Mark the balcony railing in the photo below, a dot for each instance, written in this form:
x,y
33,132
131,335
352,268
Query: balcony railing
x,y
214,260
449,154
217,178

§ §

Objective :: Update the listing by changing "balcony railing" to "stair railing" everywhere it appears, leaving everything else as it is.

Complete response ::
Mark the stair railing in the photo below, a dot for each instance, written in this form:
x,y
33,132
131,335
352,268
Query: stair railing
x,y
214,260
449,154
217,178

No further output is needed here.